Requisitos de las tareas:
1. Según el texto sobre campesinado y despojo, ¿qué porcentaje del total de desplazados proviene de siete regiones?
2. Por favor, prolonga el texto sobre campesinado y despojo a partir de su última oración.

Extracto del texto:
######
Campesinado, tierras, desplazamiento y despojo

Las distintas modalidades alrededor del suelo, la tierra y/o el territorio se han convertido en uno de los motivos para el desarrollo e intensificación del conflicto armado interno, configurando patrones de violencia complejos de corta y larga duración contra los ecosistemas y los productores agrarios que lo utilizan para su sustento diario. Pues, según datos del Registro Único de Víctimas (RUV), en Colombia existen 8 512 383 personas afectadas por el Conflicto Armado, de las cuales, al consultar la cifra a 2019, 8 193 897, o el 96,3 %, corresponde a personas expulsadas por desplazamiento forzado desde un determinado municipio (Ver Fig. 1) (RUV 2019).

Del total de desplazados, el 43 % proviene de siete regiones: Urabá, andén Pacífico sur, Sierra Nevada de Santa Marta, Montes de María, Magdalena Medio, Oriente Antioqueño y Ariari-Guayabero. Los principales destinos son municipios de categoría 6, con menor población y presupuesto (50 % de la población desplazada), el 14 % se desplaza hacia Bogotá y el 12 por ciento a las otras áreas metropolitanas grandes (CNMH 2015).

Del total de DF 3 301 848 son mujeres, 3 130 014 son hombres y 1253 tienen alguna orientación sexual diversa. El 35 % eran menores de 18 años, de las cuales 503 323 menores de 5 años. 977 660 niñas y niños entre los 6 y 12 años y 798 593 adolescentes entre 13 y 17 años. Más de la mitad de las personas DF (3441664) corresponde a adultos entre 18 y 60 años, de los cuales 1 211 286 eran adultos jóvenes entre 18 y 26 años y 2 230 378 adultos entre 27 y 60 años. El 7 % eran adultos mayores al momento de su expulsión, es decir, tenían más de 60 años.



El desplazamiento forzado de los habitantes rurales y el despojo de sus pertenencias son las manifestaciones más evidentes que, “unido a la expulsión que de por sí genera una estructura agraria bimodal y rígida, conduce a una baja eficiencia social de los recursos, acentúa la pobreza, contribuye al crecimiento de las economías informales, genera inseguridad alimentaria a nivel familiar, afecta la formación y el desarrollo capital social, des-estructura relaciones sociales tejidas históricamente, produce desconfianza y cuestionamientos al Estado y sus organismos, reproduce los factores de concentración y desigualdad en el campo” (12).
######
Entradas de datos:
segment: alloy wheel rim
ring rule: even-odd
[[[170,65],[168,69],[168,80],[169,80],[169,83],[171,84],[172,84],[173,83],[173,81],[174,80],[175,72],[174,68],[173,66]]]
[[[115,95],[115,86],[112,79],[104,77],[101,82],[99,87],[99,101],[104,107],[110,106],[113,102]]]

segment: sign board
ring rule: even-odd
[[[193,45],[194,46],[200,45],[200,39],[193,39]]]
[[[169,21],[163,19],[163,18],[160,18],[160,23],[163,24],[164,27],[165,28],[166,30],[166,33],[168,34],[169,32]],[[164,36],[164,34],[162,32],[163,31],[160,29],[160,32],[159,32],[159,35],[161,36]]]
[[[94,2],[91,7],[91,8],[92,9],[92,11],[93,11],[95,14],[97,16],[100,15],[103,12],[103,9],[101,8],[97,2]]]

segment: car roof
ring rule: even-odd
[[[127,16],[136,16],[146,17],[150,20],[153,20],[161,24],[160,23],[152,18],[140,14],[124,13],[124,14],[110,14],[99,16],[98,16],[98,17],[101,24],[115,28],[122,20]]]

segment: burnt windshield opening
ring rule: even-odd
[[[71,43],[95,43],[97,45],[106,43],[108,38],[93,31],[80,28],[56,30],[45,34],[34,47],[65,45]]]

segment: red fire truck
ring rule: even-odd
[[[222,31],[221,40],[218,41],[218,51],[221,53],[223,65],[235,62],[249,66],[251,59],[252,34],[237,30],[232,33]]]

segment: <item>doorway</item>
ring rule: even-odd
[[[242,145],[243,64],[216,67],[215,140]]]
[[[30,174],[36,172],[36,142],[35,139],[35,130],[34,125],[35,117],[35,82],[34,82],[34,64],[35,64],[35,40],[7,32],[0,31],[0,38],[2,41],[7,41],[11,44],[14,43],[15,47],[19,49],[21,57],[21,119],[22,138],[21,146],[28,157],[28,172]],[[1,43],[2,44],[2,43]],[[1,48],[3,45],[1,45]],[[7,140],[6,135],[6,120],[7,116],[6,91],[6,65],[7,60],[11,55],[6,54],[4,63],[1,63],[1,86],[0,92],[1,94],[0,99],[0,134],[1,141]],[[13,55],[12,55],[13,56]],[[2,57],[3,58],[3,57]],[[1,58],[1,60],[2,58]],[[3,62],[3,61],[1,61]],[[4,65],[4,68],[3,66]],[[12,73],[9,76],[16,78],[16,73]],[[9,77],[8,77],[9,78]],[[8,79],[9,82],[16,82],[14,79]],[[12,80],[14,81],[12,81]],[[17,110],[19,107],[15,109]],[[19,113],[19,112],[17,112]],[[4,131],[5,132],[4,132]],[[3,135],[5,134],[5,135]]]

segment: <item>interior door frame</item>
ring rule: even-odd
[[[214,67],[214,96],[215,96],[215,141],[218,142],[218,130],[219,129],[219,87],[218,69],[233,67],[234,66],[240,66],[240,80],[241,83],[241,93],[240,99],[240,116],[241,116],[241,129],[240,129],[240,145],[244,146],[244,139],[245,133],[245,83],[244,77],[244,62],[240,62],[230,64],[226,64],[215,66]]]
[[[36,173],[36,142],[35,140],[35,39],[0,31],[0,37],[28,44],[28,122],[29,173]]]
######
Respuestas a las tareas:
1. El 43 % del total de desplazados proviene de siete regiones.

2.
No obstante,

(…) las cifras sobre la magnitud del desplazamiento forzado en los últimos años varían, ya sean sus fuentes el Gobierno nacional, la Iglesia católica y organismos humanitarios. Estas diferencias se dan no solamente por el uso de diferentes metodologías de registro sino, especialmente, por razones de carácter político referidas o bien a la denuncia sobre las responsabilidades del Estado en los desplazamientos y en las deficiencias de la atención a la población afectada, o bien a los incumplimientos de sus obligaciones constitucionales por parte del gobierno, los cuales condujeron a la Corte Constitucional a calificar al desempeño de la política de atención a las víctimas como “estado de cosas inconstitucional. (Fajardo Montaña 2018, 131)

El fenómeno del desplazamiento forzado, ha vinculado una relación espacial coincidente entre colonización campesina y toma de tierras; como también, a la migración usualmente forzada de campesinos sin derechos de dominio que se concentran en suelos sin vocación productiva, erosionables, sin irrigación suficiente, distantes del mercado interno, y con carencias de infraestructura vial y social (Reyes Posada 2010). En estos escenarios de desplazamientos de poblaciones que huyen de los enfrentamientos, como los que tuvieron lugar en las luchas agrarias de los años 20 y 30, en el período de la violencia (1948-1958), y en el recrudecimiento de la violencia insurgente y contrainsurgente de los años 70 y 80, en migraciones que ocurrieron principalmente en dirección campo-ciudad, quienes, al no encontrar mejores condiciones de seguridad y subsistencia, se redirigen en torno a regiones menos afectadas por las confrontaciones (Jaramillo 1989, 13).

En este contexto, existen un conjunto de factores que explican la relación entre el proceso de colonización y las violencias ejercidas en el conflicto armado contra el campesinado. En primera medida, en Colombia los desplazamientos acontecidos en torno a espacios con distintos niveles de integración regional, han configurado de manera particular un

(…) ciclo “migración-colonización-conflicto-migración”, que traslada a muchos de sus actores, inclusive, a través del tiempo y el espacio, como elementos constantes en el proceso de la colonización y que detrás de ellos lleva y reproduce las estructuras agrarias y las contradicciones propias de ellas, prácticamente a todos los rincones de la frontera agrícola. (Fajardo Montaña 2012, 2)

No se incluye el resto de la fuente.